# DATA FOR THIS EXERCISE start

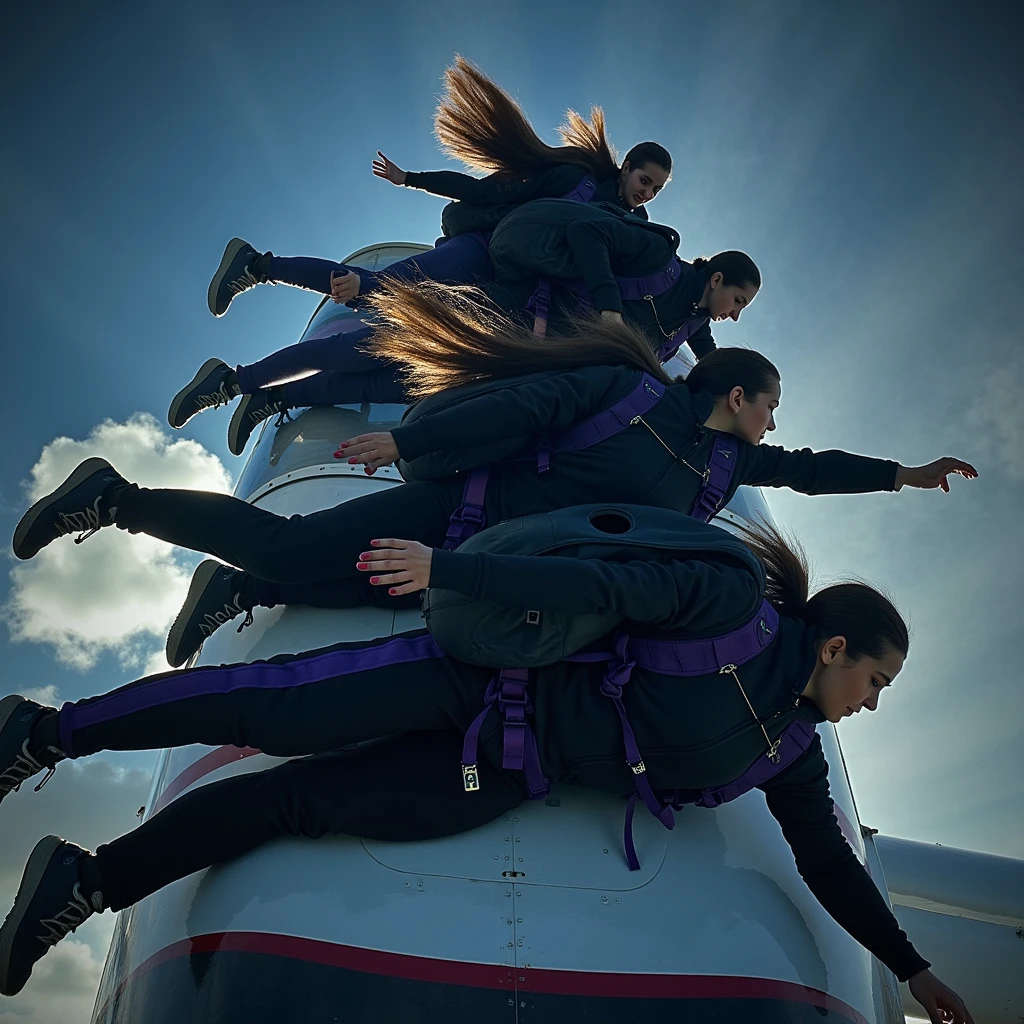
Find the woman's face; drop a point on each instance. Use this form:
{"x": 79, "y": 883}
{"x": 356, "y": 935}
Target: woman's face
{"x": 755, "y": 416}
{"x": 842, "y": 687}
{"x": 640, "y": 185}
{"x": 726, "y": 301}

# DATA FOR THIS EXERCISE end

* GOAL: Please copy the records above word for word, leaving out the pictures.

* SOLUTION BELOW:
Find the woman's face; drop a point on each instance. Use this form:
{"x": 79, "y": 883}
{"x": 356, "y": 935}
Target: woman's face
{"x": 755, "y": 416}
{"x": 842, "y": 687}
{"x": 640, "y": 185}
{"x": 726, "y": 301}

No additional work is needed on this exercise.